Task input -
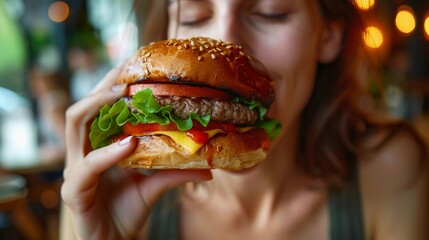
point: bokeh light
(373, 37)
(405, 20)
(426, 26)
(58, 11)
(364, 4)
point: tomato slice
(179, 90)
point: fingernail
(118, 88)
(125, 141)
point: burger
(194, 103)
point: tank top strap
(345, 213)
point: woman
(333, 173)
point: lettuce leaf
(110, 120)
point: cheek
(293, 70)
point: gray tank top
(345, 215)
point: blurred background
(53, 52)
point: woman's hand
(108, 202)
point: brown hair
(333, 125)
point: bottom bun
(231, 151)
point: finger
(81, 179)
(81, 113)
(162, 181)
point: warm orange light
(405, 20)
(364, 4)
(373, 37)
(426, 25)
(58, 11)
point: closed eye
(191, 23)
(273, 17)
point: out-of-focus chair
(13, 201)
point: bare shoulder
(396, 165)
(394, 185)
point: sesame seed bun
(214, 71)
(201, 61)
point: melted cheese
(186, 142)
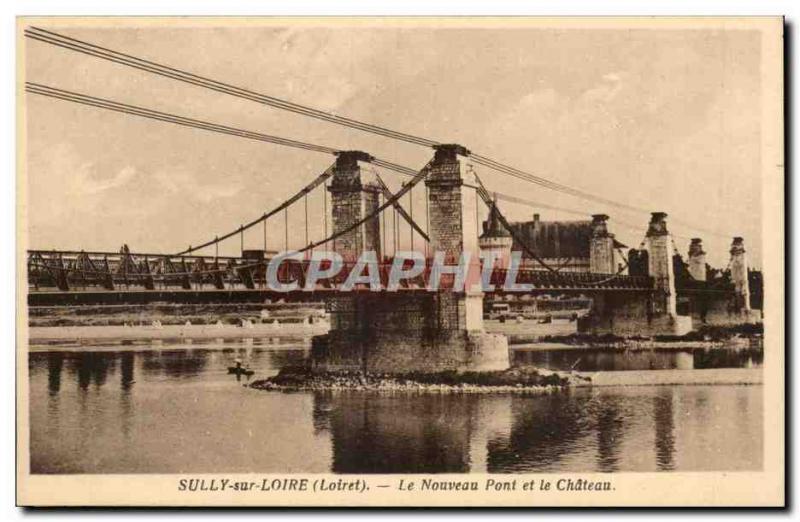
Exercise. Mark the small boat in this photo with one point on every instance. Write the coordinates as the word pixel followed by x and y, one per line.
pixel 240 371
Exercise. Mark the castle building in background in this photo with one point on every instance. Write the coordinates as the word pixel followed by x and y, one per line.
pixel 563 244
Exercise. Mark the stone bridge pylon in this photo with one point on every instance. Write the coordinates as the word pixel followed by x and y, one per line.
pixel 644 313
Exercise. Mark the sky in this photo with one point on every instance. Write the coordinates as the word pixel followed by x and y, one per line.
pixel 667 120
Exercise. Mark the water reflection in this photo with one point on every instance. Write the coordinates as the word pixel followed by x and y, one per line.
pixel 376 433
pixel 663 420
pixel 624 360
pixel 178 410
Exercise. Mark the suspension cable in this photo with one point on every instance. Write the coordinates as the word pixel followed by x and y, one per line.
pixel 87 48
pixel 408 186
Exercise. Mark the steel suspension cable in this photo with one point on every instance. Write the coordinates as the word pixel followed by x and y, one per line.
pixel 87 48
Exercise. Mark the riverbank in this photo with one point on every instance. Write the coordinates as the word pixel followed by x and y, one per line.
pixel 717 376
pixel 171 332
pixel 514 380
pixel 746 335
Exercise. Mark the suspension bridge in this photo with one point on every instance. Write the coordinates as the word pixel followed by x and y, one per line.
pixel 634 292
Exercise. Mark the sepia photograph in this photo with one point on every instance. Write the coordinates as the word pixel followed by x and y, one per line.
pixel 400 261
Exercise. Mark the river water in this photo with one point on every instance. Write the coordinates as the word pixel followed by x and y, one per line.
pixel 175 409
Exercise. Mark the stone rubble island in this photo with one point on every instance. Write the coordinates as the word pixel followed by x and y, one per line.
pixel 518 380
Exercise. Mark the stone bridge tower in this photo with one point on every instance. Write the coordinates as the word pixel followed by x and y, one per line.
pixel 415 329
pixel 602 259
pixel 697 260
pixel 351 201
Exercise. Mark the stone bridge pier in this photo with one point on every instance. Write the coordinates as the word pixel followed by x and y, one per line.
pixel 419 331
pixel 641 313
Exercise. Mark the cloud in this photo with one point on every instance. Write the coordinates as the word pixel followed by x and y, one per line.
pixel 91 183
pixel 606 90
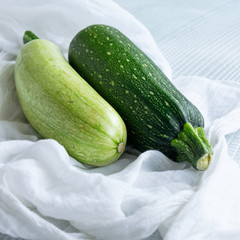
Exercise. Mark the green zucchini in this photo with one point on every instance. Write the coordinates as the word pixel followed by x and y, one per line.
pixel 61 105
pixel 157 115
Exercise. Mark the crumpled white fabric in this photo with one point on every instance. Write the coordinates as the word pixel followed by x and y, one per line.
pixel 45 194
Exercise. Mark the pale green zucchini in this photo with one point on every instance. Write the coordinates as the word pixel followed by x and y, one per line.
pixel 61 105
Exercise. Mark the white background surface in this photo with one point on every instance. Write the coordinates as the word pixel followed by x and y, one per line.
pixel 197 38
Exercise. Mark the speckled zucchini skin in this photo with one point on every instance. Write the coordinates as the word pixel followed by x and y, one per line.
pixel 61 105
pixel 151 106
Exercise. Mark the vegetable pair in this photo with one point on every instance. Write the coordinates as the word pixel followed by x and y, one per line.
pixel 156 114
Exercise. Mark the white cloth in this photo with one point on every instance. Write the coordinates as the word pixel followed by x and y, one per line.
pixel 45 194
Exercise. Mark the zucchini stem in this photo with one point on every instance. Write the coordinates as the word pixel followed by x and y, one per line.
pixel 29 36
pixel 192 146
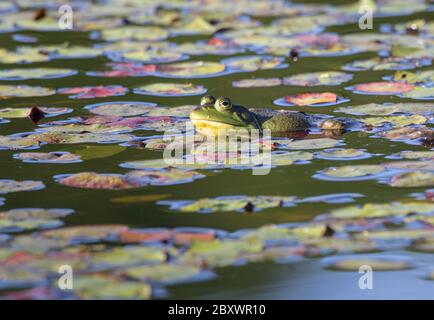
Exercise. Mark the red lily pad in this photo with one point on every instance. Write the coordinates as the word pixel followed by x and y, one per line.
pixel 383 88
pixel 93 92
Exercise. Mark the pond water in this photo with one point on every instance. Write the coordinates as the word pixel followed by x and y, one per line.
pixel 283 254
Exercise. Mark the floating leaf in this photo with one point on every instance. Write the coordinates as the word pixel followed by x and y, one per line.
pixel 231 203
pixel 71 138
pixel 374 210
pixel 354 171
pixel 196 69
pixel 23 91
pixel 35 73
pixel 383 88
pixel 27 112
pixel 170 89
pixel 100 286
pixel 307 144
pixel 331 78
pixel 7 186
pixel 98 152
pixel 93 180
pixel 376 109
pixel 140 199
pixel 140 33
pixel 253 63
pixel 93 92
pixel 308 99
pixel 415 155
pixel 121 109
pixel 376 262
pixel 413 179
pixel 166 273
pixel 47 157
pixel 342 154
pixel 396 121
pixel 257 82
pixel 419 93
pixel 86 234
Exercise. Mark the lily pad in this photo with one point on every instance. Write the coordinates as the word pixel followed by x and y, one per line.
pixel 35 73
pixel 7 186
pixel 170 89
pixel 257 82
pixel 376 262
pixel 230 203
pixel 93 180
pixel 342 154
pixel 165 273
pixel 93 92
pixel 310 99
pixel 99 286
pixel 121 109
pixel 374 210
pixel 307 144
pixel 47 157
pixel 190 69
pixel 396 121
pixel 253 63
pixel 382 88
pixel 413 179
pixel 352 172
pixel 23 91
pixel 331 78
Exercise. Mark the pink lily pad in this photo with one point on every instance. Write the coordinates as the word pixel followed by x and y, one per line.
pixel 383 88
pixel 93 92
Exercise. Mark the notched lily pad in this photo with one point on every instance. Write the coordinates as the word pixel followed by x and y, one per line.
pixel 170 89
pixel 376 262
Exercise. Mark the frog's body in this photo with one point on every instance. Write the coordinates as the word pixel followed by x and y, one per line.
pixel 222 114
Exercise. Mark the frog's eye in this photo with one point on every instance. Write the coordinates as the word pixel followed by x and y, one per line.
pixel 207 100
pixel 223 104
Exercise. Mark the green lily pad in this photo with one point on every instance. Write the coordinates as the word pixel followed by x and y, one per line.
pixel 139 33
pixel 396 121
pixel 35 73
pixel 231 203
pixel 330 78
pixel 16 143
pixel 353 171
pixel 25 112
pixel 170 89
pixel 7 186
pixel 100 286
pixel 23 91
pixel 127 256
pixel 376 262
pixel 375 109
pixel 376 210
pixel 257 82
pixel 121 109
pixel 190 69
pixel 86 233
pixel 419 93
pixel 47 157
pixel 308 144
pixel 165 273
pixel 413 179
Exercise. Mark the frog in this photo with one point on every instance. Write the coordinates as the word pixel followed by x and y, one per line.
pixel 216 114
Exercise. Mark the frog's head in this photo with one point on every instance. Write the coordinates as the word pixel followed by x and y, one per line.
pixel 405 76
pixel 209 118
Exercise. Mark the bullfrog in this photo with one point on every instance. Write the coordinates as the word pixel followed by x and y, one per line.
pixel 215 114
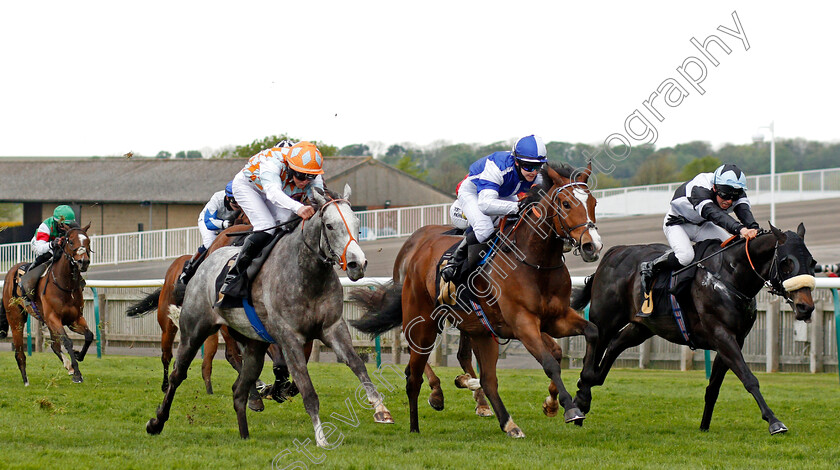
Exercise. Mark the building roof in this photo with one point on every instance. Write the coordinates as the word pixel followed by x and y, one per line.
pixel 121 180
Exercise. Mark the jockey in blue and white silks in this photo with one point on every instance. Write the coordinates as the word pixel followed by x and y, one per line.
pixel 490 190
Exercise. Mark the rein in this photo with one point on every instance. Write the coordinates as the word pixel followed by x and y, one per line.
pixel 343 257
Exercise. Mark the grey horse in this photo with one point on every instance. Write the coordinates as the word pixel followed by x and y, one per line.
pixel 298 298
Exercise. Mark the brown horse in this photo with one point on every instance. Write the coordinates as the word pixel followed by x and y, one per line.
pixel 58 301
pixel 523 289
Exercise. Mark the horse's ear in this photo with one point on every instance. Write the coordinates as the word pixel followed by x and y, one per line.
pixel 583 176
pixel 318 196
pixel 779 234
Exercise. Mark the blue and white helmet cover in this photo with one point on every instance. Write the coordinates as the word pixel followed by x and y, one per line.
pixel 530 149
pixel 730 175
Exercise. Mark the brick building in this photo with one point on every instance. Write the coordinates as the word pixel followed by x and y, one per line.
pixel 118 195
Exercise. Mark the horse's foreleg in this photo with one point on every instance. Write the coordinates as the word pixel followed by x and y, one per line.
pixel 81 327
pixel 252 364
pixel 295 358
pixel 527 331
pixel 730 352
pixel 167 339
pixel 719 369
pixel 191 340
pixel 17 321
pixel 487 354
pixel 338 338
pixel 436 397
pixel 211 345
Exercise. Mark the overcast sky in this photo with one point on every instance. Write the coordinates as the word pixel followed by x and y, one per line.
pixel 104 78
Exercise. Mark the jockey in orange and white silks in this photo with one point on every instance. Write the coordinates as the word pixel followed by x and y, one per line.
pixel 269 190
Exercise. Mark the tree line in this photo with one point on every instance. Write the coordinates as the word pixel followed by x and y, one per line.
pixel 444 164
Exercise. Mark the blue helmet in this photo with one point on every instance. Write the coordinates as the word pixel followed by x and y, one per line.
pixel 730 180
pixel 530 149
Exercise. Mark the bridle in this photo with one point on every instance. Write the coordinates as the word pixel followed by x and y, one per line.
pixel 567 231
pixel 330 260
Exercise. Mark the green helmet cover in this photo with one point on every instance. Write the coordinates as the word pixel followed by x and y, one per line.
pixel 64 214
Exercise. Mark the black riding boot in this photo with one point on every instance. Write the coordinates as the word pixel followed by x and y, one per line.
pixel 29 281
pixel 649 269
pixel 453 269
pixel 191 266
pixel 236 282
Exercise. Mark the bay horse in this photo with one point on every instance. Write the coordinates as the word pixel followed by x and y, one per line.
pixel 297 297
pixel 523 290
pixel 166 296
pixel 719 308
pixel 58 301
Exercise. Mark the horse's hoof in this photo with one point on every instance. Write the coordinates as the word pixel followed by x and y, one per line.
pixel 483 410
pixel 383 417
pixel 153 427
pixel 550 407
pixel 777 428
pixel 574 415
pixel 461 380
pixel 256 404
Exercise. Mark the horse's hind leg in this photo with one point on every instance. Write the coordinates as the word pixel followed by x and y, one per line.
pixel 80 326
pixel 436 397
pixel 191 340
pixel 487 353
pixel 59 337
pixel 211 345
pixel 469 379
pixel 730 351
pixel 167 339
pixel 338 338
pixel 719 369
pixel 252 364
pixel 16 324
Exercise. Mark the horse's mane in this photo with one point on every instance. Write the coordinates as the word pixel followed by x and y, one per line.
pixel 537 190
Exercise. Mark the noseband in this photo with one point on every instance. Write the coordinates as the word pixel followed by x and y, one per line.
pixel 333 255
pixel 567 231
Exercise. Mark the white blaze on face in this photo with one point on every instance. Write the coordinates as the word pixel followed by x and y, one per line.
pixel 583 197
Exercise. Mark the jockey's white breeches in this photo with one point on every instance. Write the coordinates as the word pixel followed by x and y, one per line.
pixel 680 237
pixel 262 212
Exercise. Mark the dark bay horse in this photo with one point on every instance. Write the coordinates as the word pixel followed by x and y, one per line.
pixel 297 297
pixel 162 298
pixel 523 289
pixel 719 308
pixel 58 300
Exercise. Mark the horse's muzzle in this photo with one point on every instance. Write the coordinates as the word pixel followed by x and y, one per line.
pixel 355 270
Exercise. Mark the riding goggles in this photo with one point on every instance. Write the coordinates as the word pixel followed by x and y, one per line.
pixel 302 176
pixel 529 166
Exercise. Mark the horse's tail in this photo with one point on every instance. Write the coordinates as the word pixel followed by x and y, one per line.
pixel 382 307
pixel 4 322
pixel 144 305
pixel 582 296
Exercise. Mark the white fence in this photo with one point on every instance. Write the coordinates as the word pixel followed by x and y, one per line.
pixel 400 222
pixel 793 345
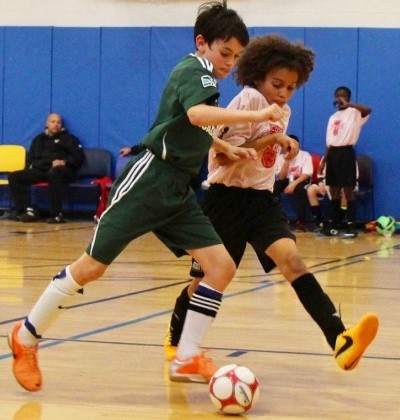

Work required - Your copy should consist only of the lines from the line holding "Exercise. Mark the riding" through the final line of the listing above, both included, with all pictures omitted.

Solution to this problem -
Exercise. Mark the riding goggles in this photo with one point on every instance. Write the coordinates as the word pixel followed by x and y, one per line.
pixel 302 176
pixel 529 166
Exercise. Mark the horse's tail in this photo with one point on every instance. Write the coordinates as the word pixel followed by x and y, one per line.
pixel 382 307
pixel 4 322
pixel 144 305
pixel 582 296
Exercise. Mark the white fence in this photo with one point on every instance. Write the coordinates as the word pixel followed by x and y, one per line.
pixel 400 222
pixel 793 345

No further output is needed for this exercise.